== Task to carry out ==
In the items below, report every line that contains the word "room", copying each such line in full.

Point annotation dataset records

··········

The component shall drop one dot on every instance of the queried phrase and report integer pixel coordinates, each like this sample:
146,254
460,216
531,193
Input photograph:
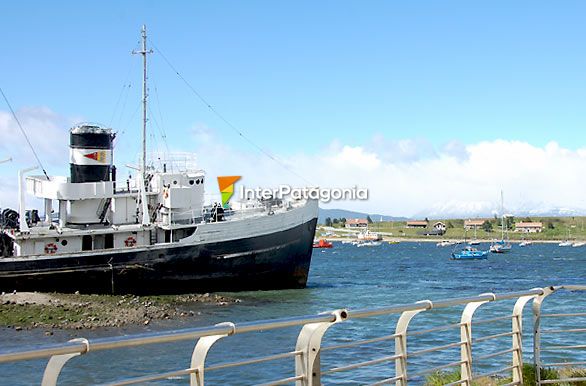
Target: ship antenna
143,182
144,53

··········

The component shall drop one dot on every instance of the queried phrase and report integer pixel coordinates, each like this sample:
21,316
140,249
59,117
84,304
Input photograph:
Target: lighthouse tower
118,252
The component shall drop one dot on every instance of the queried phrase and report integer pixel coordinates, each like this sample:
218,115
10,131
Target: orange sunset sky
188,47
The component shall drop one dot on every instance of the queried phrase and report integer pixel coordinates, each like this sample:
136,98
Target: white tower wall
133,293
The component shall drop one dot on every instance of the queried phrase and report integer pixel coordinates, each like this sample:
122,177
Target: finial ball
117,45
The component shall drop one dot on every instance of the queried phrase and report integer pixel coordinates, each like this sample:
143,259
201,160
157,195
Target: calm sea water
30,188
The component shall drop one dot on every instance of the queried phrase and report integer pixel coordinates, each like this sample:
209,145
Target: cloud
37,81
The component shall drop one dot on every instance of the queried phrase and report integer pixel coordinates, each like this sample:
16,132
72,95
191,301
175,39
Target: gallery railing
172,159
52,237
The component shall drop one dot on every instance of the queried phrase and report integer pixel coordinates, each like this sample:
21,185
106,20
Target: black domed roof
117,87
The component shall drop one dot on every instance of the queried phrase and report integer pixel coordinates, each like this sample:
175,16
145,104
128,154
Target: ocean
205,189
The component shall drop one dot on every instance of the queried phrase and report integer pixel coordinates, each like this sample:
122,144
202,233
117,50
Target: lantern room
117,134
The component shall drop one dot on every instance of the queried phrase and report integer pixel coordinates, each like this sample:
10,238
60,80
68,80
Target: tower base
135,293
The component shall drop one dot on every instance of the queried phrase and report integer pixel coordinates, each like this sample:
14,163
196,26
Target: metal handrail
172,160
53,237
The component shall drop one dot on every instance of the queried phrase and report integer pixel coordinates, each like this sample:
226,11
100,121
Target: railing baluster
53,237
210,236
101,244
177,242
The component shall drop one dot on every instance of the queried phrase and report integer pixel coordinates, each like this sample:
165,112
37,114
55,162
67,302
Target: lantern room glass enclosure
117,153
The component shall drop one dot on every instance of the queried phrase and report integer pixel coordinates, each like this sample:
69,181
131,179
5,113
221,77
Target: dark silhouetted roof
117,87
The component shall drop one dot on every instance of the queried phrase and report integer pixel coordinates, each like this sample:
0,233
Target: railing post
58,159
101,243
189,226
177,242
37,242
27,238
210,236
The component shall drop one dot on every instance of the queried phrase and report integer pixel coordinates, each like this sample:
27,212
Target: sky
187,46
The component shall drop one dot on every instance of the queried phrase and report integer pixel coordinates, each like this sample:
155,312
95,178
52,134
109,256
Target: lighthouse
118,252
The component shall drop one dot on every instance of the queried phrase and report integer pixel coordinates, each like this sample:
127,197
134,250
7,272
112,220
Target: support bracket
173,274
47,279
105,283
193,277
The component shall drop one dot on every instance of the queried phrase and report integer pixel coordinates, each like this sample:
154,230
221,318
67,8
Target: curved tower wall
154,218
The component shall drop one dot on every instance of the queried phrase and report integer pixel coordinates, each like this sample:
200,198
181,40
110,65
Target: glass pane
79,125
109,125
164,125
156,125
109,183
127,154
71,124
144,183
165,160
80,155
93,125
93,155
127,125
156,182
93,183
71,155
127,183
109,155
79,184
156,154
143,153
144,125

··········

== Task response ==
Target: lantern room
Target: lantern room glass enclosure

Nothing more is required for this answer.